> **DETALLES DEL EJERCICIO**: Según la reseña de El gusto del cloro, ¿qué premio obtuvo su autor gracias a este cómic?

> **TEXTO PROPORCIONADO**:
======

Trad. Diego Álvarez Álvarez. Diabolo Ediciones, Madrid, 2009. 144 pp. 17,95 €
Ricardo Triviño
A pesar de que cuando abres el tomo de El gusto del cloro el título ya te ha dejado un regusto áspero, un sabor a traducción disonante, y pese a que la editorial obvia tanta información acerca del libro como necesaria pueda ser (título y lengua original, traductor, rotulador, diseñador de la colección, maquetador, número de edición, fecha de impresión), en contra de todo pronóstico, este cómic es lo más absorbente que uno puede tener entre las manos.
Diábolo Ediciones no está dispuesta siquiera a añadir un pequeño esbozo biográfico del autor. Porque, ¿quién es Bastien Vivès? Bastien Vivès es un parisino de apenas 25 años que ya ha publicado seis obras en su país natal y se ha hecho, justamente gracias a este cómic, con el Premio Esencial Revelación del Festival de Angoulême de 2009. Sólo hay que rastrear su nombre en Google para ver la cara de crío que aún conserva. ¿Y de qué va El gusto del cloro para que atrape tanto? Pues de un chaval con escoliosis que tiene que ir a la piscina. Va y nada y se va y vuelve a ir y va al fisio y nada y piscina arriba y piscina abajo.
¡Dios! Yo odiaba tanto ir a la piscina en invierno para corregir mi columna vertebral, parecida a un interrogante, que mi madre tuvo que obligarme a ir con amenazas. Era lo peor sobre lo que podrían haberme escrito una historieta. Y, sin embargo, estuve ahí enganchado, como si fuera morfina, a este tebeo sin diálogos apenas donde sólo nadan y nadan, nada más, en ese espacio azul y algo penumbroso que son las piscinas cubiertas. La capacidad de atracción de sus páginas es comparable a Espera... de Jason (Astiberri), donde aparentemente no pasa nada y se explica tanto, tantísimo; como en un relato de Salinger donde late ese arte que cuenta sin decir, ese virtuosismo de crear textos invisibles y salvajes que desbrozan a través del interior de las páginas.
En el agua clorada para matar el orín de los niños y de los mayores, el protagonista se pregunta y nos pregunta por qué estaríamos dispuestos a morir o qué no abandonaríamos nunca. Habla de decisiones, de prioridades, de vida pura aunque no excesivamente dura, sin héroes pero con una pizca de heroísmo cotidiano. Hay amor también, por supuesto, cómo no, pero no es una historia romántica. Vivès centra su interés en la existencia, en el movimiento del cuerpo, en el movimiento de la muñeca en la brazada, de los dorsales, de los pectorales, de las clavículas, de los omóplatos. Horas enteras se habrá pasado dibujando nadadores haciendo estiramientos, cruzando a crol, de espalda. Debía de ser el “raro” del club de natación. «Ya está ahí el raro con el bloc de notas.»

======

> **ENTRADAS EXTRAÍDAS**:
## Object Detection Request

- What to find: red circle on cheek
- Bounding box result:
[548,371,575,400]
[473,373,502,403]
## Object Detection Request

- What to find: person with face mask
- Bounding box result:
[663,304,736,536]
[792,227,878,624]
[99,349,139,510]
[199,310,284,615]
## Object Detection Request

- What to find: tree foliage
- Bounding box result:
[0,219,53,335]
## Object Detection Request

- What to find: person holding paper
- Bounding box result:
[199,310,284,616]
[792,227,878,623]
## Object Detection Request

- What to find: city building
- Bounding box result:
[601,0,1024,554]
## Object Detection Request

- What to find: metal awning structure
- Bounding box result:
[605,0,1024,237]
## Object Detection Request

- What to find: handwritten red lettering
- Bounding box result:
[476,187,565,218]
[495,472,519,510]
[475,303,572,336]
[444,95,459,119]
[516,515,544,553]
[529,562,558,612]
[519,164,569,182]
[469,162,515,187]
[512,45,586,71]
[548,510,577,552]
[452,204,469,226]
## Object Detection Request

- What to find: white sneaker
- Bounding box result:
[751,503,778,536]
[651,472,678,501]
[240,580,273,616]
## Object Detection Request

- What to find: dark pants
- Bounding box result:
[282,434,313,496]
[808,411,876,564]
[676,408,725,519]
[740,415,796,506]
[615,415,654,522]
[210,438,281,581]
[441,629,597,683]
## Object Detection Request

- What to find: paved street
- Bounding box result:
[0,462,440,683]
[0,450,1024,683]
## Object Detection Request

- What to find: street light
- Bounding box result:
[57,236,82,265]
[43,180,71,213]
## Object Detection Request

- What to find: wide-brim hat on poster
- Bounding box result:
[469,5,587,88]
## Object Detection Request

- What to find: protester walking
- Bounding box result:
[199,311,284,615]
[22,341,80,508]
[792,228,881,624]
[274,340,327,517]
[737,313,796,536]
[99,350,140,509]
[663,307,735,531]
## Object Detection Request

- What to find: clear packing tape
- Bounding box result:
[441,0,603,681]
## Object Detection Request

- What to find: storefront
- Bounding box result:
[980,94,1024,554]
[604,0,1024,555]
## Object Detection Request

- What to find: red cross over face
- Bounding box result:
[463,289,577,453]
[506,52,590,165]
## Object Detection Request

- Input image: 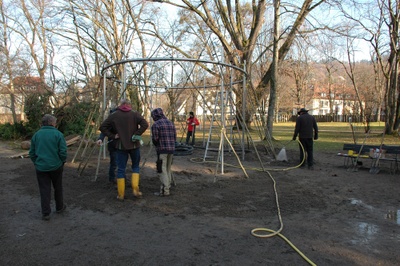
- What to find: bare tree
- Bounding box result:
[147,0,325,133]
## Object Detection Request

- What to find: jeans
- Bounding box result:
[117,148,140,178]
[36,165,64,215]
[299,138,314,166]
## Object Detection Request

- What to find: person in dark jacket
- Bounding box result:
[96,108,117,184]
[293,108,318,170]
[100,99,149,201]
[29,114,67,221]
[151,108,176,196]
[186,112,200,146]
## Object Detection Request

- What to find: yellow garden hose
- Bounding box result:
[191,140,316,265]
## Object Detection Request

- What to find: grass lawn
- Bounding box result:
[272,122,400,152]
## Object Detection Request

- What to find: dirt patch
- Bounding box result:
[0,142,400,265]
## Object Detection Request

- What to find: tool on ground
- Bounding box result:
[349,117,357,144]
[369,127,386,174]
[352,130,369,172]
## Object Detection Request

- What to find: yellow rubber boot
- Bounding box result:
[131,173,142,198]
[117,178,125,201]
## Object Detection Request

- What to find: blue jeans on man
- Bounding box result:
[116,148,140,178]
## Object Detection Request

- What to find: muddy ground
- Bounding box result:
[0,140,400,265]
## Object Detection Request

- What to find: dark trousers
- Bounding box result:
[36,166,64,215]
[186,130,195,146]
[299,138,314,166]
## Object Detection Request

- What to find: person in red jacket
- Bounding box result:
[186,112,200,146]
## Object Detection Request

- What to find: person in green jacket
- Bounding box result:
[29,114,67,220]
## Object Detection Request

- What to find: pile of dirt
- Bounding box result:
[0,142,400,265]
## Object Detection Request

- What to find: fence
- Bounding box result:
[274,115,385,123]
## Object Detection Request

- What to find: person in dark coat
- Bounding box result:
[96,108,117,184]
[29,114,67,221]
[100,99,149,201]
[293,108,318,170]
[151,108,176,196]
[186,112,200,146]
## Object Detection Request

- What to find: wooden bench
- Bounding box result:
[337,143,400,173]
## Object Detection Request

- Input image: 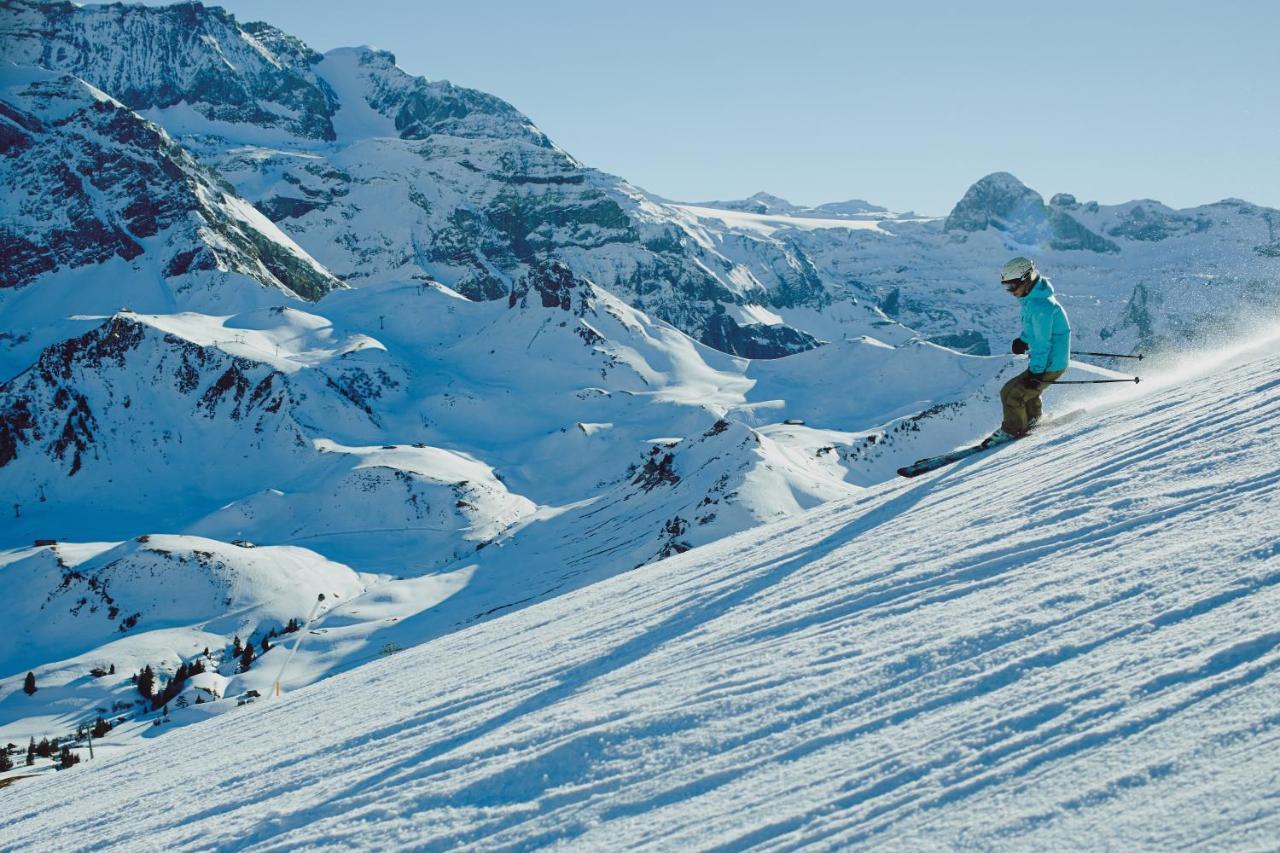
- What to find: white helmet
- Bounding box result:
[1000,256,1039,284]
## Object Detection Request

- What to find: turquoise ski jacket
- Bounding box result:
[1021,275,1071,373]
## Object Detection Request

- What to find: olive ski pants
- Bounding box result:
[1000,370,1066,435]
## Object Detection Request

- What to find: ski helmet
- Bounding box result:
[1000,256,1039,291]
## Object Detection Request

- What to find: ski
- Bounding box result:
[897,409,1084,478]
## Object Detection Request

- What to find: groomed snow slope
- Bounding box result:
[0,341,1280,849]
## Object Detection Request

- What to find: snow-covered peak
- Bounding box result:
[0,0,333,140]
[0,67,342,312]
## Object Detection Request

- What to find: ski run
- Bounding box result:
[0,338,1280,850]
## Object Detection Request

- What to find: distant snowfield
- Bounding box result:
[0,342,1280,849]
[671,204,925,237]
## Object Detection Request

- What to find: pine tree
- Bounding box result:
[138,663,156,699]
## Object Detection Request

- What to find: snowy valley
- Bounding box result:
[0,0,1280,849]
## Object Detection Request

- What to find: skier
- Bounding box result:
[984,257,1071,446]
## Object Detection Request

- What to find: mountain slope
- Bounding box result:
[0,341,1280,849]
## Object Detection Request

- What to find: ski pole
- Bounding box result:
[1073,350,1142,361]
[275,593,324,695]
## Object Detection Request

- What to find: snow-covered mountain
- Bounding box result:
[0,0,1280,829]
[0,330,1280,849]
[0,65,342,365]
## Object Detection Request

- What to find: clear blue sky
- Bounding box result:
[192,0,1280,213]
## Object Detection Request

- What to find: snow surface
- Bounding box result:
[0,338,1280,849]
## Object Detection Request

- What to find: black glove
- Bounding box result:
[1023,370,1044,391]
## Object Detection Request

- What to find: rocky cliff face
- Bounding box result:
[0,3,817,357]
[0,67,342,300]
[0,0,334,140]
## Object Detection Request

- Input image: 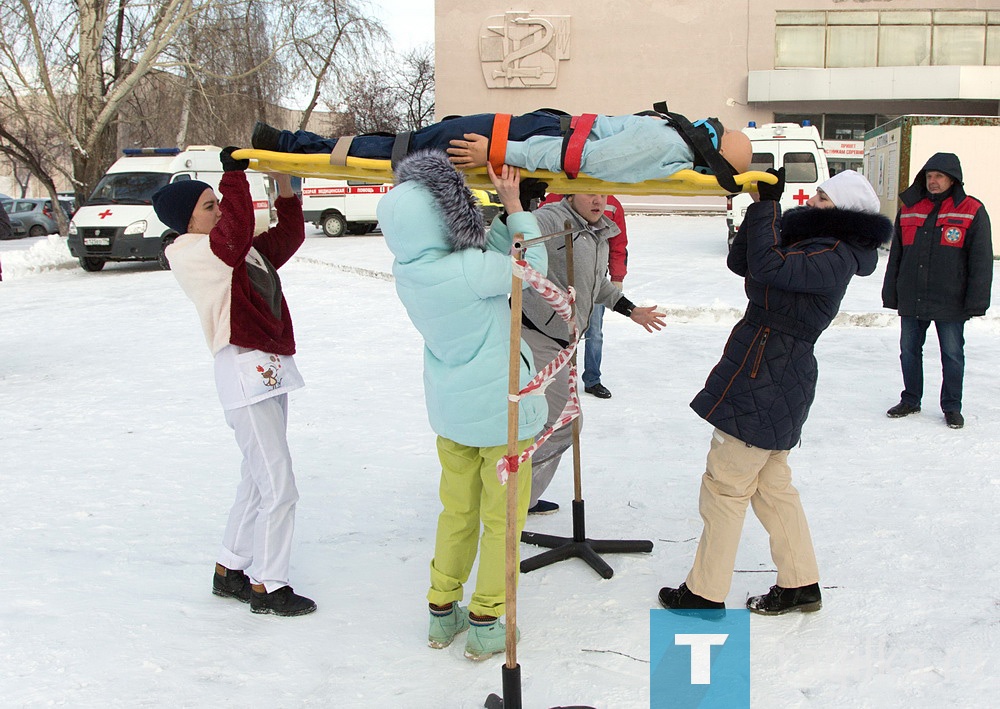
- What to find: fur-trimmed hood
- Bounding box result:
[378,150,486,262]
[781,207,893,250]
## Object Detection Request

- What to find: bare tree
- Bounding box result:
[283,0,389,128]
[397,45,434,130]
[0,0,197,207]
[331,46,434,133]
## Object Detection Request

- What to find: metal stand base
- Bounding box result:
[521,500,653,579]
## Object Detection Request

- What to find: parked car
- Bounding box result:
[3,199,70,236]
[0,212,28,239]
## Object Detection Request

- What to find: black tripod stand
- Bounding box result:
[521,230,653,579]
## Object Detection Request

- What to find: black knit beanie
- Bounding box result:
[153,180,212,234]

======

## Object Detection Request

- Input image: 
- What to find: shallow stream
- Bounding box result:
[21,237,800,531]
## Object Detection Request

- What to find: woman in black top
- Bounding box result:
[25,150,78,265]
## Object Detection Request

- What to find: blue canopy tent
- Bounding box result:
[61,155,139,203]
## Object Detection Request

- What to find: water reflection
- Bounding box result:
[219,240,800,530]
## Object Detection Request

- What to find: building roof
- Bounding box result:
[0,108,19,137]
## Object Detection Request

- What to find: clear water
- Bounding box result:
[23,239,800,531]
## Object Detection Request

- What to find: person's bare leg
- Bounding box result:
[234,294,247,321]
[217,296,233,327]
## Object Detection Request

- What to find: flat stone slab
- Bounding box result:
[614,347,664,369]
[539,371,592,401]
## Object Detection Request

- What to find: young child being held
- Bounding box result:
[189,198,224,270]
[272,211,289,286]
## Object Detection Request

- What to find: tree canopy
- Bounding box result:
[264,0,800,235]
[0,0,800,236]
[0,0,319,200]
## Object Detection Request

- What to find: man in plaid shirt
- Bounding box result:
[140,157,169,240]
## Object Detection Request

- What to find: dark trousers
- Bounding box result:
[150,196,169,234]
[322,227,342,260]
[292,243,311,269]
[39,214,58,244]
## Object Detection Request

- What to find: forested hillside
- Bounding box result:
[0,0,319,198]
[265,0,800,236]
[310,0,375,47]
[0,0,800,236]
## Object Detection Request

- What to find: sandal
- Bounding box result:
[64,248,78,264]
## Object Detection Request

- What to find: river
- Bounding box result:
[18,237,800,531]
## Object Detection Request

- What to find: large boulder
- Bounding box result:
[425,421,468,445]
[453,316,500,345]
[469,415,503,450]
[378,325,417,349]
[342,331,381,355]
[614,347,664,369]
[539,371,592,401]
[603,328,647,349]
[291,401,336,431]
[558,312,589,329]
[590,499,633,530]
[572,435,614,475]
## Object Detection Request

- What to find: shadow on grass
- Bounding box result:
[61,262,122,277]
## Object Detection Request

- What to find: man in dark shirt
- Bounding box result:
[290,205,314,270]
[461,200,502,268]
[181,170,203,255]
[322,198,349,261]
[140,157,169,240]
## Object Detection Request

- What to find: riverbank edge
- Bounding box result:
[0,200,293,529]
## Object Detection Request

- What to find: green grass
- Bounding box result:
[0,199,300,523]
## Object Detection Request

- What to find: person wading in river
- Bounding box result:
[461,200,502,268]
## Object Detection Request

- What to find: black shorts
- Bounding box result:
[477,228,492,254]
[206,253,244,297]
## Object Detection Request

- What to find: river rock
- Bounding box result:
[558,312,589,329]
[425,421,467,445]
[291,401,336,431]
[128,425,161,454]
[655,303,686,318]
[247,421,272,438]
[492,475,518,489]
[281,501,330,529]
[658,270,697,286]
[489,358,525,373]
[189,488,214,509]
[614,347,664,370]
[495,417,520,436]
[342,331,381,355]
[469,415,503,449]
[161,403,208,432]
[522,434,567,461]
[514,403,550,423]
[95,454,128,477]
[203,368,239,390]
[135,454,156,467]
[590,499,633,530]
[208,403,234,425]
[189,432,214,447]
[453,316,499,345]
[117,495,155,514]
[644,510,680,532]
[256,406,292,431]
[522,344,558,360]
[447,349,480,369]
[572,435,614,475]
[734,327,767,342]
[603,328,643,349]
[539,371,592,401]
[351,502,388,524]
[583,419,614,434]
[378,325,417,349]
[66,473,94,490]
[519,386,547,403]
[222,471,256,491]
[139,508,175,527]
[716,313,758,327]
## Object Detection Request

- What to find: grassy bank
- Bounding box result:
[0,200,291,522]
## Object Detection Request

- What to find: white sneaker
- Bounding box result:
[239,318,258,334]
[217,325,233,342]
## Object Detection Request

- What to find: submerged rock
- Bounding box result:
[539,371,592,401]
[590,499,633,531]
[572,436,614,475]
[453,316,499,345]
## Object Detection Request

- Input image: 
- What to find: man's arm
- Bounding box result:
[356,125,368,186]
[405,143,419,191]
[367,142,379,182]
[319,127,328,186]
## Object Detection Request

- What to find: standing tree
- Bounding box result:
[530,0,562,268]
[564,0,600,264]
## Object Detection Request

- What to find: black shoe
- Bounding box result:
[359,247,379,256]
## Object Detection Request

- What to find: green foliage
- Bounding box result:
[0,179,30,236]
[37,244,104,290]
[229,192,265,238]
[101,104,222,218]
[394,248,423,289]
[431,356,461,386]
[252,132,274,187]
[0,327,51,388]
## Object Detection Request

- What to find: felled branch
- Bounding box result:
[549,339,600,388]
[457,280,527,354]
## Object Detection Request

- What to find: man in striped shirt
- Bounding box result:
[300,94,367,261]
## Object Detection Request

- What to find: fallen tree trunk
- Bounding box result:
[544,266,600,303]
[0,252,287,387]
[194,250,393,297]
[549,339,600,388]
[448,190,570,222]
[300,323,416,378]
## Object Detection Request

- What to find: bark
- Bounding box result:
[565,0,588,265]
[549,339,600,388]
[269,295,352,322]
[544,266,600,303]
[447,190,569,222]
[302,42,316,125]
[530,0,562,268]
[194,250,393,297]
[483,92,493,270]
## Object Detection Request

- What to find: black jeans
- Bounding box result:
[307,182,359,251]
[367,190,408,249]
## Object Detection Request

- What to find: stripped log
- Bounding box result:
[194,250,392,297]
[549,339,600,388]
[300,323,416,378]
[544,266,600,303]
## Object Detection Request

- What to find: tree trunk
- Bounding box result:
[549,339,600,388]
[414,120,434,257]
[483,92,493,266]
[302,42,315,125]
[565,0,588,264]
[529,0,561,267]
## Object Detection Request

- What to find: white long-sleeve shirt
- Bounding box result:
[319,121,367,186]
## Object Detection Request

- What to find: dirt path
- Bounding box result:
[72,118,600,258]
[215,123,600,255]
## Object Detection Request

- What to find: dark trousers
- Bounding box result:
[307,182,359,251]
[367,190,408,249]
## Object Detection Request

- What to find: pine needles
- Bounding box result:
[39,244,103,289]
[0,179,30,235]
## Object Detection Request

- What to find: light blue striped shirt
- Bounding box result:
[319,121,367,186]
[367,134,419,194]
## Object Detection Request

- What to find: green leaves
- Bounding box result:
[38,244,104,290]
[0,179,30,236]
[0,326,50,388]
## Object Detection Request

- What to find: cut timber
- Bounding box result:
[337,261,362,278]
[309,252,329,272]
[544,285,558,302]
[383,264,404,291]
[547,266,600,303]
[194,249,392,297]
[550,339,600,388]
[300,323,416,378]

======

> **RESPUESTA**: El Premio Esencial Revelación del Festival de Angoulême de 2009.